Exercise: The whole listing should be retyped exactly as it appears.

###

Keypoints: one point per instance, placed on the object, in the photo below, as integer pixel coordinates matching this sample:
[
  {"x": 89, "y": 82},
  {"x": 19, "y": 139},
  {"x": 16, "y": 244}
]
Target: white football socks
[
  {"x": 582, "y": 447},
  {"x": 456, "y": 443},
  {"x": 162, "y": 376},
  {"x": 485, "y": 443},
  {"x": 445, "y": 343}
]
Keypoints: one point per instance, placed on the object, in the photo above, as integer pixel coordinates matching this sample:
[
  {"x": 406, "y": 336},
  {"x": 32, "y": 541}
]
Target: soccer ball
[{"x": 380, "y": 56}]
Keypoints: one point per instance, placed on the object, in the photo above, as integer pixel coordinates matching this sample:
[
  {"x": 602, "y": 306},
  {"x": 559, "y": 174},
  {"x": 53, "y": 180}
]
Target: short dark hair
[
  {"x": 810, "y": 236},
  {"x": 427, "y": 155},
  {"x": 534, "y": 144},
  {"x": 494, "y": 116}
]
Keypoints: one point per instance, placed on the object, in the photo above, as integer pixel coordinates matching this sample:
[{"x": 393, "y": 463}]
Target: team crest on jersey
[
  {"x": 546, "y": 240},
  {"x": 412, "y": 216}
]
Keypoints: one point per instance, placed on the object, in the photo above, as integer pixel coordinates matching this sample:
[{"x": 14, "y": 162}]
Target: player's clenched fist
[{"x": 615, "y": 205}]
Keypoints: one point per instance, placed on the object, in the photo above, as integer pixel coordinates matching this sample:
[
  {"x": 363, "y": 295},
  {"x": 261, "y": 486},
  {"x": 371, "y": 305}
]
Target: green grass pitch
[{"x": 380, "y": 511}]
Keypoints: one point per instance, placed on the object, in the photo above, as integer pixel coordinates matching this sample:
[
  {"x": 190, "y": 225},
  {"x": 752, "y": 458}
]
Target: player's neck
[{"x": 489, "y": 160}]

###

Result for this task:
Keypoints: one point per instance, placed on the object, in the photo below, as integer pixel coordinates matching this sample:
[
  {"x": 89, "y": 82},
  {"x": 19, "y": 139},
  {"x": 16, "y": 244}
]
Target: white football socks
[
  {"x": 582, "y": 447},
  {"x": 456, "y": 443},
  {"x": 162, "y": 376},
  {"x": 485, "y": 443},
  {"x": 445, "y": 343}
]
Keypoints: one point per instance, placed on the object, in the photo above, as integer pixel coordinates matching this sample:
[
  {"x": 406, "y": 336},
  {"x": 32, "y": 541}
]
Target: soccer ball
[{"x": 380, "y": 56}]
Keypoints: one point per instance, placed on the object, in the photo above, as integer pixel coordinates matching this sample:
[
  {"x": 602, "y": 306},
  {"x": 559, "y": 174},
  {"x": 53, "y": 180}
]
Target: short dark hair
[
  {"x": 810, "y": 236},
  {"x": 427, "y": 155},
  {"x": 534, "y": 144},
  {"x": 494, "y": 116}
]
Keypoints: one point per instance, placed on the object, in the photo above, as integer pixel coordinates matching this sample:
[{"x": 393, "y": 463}]
Target: team crest on jersey
[
  {"x": 546, "y": 240},
  {"x": 412, "y": 216}
]
Keypoints: one point per instance, placed on the object, in the photo above, as integer pixel coordinates matching this sample:
[{"x": 14, "y": 162}]
Target: player's clenched fist
[{"x": 615, "y": 205}]
Keypoints: one point per instance, placed on the object, in the photo above, as integer pixel coordinates matching this sample:
[
  {"x": 363, "y": 295},
  {"x": 261, "y": 486},
  {"x": 371, "y": 305}
]
Target: green grass pitch
[{"x": 380, "y": 511}]
Keypoints: one point per instance, placed on the object, in the photo above, as integer pixel coordinates matching this sample:
[
  {"x": 190, "y": 225},
  {"x": 752, "y": 458}
]
Target: player's neck
[{"x": 489, "y": 160}]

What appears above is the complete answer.